> Problem to work on
Every single entry must be restated word for word.

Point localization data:
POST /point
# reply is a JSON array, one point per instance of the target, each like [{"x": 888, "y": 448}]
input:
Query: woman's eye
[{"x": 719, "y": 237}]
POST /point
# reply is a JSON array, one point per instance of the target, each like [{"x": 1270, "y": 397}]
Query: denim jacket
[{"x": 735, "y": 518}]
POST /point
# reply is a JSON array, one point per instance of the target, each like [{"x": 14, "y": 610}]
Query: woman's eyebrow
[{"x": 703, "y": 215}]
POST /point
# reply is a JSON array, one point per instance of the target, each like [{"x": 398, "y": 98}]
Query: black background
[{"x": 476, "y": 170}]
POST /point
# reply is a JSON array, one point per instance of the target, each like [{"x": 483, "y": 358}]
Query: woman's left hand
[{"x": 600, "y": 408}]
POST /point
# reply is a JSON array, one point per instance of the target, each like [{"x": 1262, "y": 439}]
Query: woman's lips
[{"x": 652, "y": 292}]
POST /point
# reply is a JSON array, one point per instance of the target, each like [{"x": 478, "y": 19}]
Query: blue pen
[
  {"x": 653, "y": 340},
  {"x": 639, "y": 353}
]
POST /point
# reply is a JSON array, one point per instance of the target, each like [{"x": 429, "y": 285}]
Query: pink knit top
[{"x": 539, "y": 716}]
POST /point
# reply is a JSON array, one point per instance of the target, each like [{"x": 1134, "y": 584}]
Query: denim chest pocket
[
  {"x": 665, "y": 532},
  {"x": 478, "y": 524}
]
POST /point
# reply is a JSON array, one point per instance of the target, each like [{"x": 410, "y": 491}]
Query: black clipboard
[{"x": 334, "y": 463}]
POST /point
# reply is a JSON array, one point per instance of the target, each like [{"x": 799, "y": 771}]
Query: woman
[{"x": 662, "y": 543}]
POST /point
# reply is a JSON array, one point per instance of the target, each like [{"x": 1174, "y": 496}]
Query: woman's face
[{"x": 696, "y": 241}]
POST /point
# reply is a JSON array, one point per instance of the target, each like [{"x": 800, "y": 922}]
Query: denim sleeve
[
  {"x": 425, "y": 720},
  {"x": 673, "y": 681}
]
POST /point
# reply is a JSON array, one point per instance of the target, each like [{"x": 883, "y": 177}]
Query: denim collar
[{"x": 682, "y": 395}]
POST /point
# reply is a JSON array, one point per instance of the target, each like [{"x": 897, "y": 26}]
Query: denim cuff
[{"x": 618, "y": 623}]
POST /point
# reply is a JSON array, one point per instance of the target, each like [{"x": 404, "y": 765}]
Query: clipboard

> Exercise response
POST /point
# reply is a JSON array, one point per instance of the target, each like [{"x": 888, "y": 448}]
input:
Query: woman's eye
[{"x": 719, "y": 237}]
POST /point
# reply is a JSON array, one point per instance of the target, each like [{"x": 1270, "y": 397}]
Query: denim jacket
[{"x": 735, "y": 518}]
POST /point
# reply is a JSON array, one point per instance of the target, each like [{"x": 14, "y": 610}]
Query: woman's eyebrow
[{"x": 703, "y": 215}]
POST /point
# reply is a JSON array, one point per instance of the target, each like [{"x": 398, "y": 98}]
Query: black background
[{"x": 476, "y": 170}]
POST /point
# reply is a JSON array, one point per instance of the target, each like [{"x": 483, "y": 358}]
Query: woman's left hand
[{"x": 600, "y": 408}]
POST /point
# reply is a JSON array, one point per instance of the target, each like [{"x": 1262, "y": 439}]
Query: woman's lips
[{"x": 652, "y": 292}]
POST /point
# reply is a JSON array, one point per instance of the target, each like [{"x": 478, "y": 19}]
Query: blue pen
[
  {"x": 653, "y": 340},
  {"x": 639, "y": 353}
]
POST /point
# reply is a JSON array, one point per instance of the target, each like [{"x": 429, "y": 285}]
Query: pink knit top
[{"x": 539, "y": 716}]
POST /point
# reply is a JSON array, one point per instance of the target, each like [{"x": 1134, "y": 584}]
Query: denim chest pocket
[
  {"x": 665, "y": 532},
  {"x": 478, "y": 524}
]
POST /point
# reply is a JSON array, one point per instance of the target, each like [{"x": 410, "y": 491}]
Query: black clipboard
[{"x": 334, "y": 463}]
POST /point
# reply is a JSON array, one point per instance of the target, each like [{"x": 799, "y": 771}]
Query: woman
[{"x": 662, "y": 543}]
POST /point
# reply is a JSON array, one point per instance of the target, each like [{"x": 1174, "y": 496}]
Query: woman's face
[{"x": 696, "y": 241}]
POST /point
# reply is a JSON array, one point per instance of the target, each like [{"x": 800, "y": 922}]
Query: denim sleeve
[
  {"x": 425, "y": 720},
  {"x": 673, "y": 681}
]
POST /point
# reply is a JSON array, one point per instance of the target, each like [{"x": 883, "y": 177}]
Query: denim collar
[{"x": 682, "y": 395}]
POST /point
# reply is a JSON array, one point per instance of the target, each like [{"x": 897, "y": 26}]
Query: denim cuff
[{"x": 618, "y": 623}]
POST /point
# reply is a JSON array, one point per instance of the target, each like [{"x": 404, "y": 765}]
Query: clipboard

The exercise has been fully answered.